### REQUIREMENT
Return verbatim the lines of the records that begin at the line containing "87L246 70L231 62L206" and stop after the line containing "positive clicks: (248, 196) (245, 62)", including both of those lines and nothing more.

### THE RECORDS
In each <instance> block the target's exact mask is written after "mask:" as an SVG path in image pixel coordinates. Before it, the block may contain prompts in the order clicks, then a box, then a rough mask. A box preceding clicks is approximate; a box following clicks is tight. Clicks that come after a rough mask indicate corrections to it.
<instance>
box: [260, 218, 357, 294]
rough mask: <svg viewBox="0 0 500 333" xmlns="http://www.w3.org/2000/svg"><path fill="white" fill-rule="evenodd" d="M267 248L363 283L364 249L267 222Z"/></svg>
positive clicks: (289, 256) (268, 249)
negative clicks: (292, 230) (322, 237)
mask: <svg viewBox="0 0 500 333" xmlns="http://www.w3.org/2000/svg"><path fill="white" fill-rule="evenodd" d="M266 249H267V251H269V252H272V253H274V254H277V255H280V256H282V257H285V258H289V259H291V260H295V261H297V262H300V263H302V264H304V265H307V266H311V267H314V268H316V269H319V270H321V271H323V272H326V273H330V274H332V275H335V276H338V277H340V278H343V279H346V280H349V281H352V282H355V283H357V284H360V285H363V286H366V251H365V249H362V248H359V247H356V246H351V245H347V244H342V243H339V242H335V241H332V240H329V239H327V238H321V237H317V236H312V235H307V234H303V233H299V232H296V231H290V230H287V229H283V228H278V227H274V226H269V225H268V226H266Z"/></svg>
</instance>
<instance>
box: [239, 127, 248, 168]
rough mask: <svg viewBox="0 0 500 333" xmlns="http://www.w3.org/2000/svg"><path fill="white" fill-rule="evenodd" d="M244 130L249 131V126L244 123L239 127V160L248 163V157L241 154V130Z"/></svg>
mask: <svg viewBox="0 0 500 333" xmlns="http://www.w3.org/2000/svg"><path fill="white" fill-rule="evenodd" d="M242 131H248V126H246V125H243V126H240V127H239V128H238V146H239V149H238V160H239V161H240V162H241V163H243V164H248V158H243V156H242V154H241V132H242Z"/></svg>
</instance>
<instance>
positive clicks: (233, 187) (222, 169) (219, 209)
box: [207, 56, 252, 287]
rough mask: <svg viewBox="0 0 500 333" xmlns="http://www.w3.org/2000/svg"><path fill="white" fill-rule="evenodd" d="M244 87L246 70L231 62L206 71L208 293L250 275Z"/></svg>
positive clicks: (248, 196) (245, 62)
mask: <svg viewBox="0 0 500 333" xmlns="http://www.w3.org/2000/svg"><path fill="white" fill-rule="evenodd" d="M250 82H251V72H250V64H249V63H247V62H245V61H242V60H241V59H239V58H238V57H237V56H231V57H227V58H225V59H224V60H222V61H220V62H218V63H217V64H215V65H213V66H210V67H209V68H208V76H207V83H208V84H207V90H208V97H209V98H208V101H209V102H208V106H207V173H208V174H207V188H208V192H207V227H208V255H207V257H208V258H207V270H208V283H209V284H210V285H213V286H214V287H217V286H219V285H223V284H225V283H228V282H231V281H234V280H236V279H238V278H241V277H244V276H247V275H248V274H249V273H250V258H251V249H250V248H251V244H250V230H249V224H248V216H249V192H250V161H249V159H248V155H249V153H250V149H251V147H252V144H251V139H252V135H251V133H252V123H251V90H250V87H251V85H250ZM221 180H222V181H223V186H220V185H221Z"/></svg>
* * *
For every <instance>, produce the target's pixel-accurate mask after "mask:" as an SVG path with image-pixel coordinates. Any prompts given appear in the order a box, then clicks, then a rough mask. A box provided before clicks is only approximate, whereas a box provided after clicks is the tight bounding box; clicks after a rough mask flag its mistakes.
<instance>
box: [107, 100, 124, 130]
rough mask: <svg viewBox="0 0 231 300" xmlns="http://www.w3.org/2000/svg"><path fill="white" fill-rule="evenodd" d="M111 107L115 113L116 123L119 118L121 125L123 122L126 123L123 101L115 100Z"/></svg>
* * *
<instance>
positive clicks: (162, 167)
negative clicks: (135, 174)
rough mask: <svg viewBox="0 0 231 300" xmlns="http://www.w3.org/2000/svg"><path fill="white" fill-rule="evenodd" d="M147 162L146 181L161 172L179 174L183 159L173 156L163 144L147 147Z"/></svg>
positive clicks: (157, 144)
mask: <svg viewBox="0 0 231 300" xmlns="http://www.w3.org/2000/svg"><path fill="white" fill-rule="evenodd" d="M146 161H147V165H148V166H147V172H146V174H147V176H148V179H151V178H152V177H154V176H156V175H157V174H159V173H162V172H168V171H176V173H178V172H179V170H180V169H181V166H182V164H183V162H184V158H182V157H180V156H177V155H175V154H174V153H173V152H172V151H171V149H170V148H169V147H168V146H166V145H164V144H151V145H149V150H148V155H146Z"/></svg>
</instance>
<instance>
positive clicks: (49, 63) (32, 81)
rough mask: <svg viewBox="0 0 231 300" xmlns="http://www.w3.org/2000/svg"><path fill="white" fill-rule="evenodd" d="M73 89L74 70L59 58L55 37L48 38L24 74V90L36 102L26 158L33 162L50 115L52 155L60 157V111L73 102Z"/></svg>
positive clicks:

### EXERCISE ANSWER
rough mask: <svg viewBox="0 0 500 333" xmlns="http://www.w3.org/2000/svg"><path fill="white" fill-rule="evenodd" d="M244 87L246 70L231 62L206 71L208 293L250 275Z"/></svg>
positive clicks: (248, 196) (245, 62)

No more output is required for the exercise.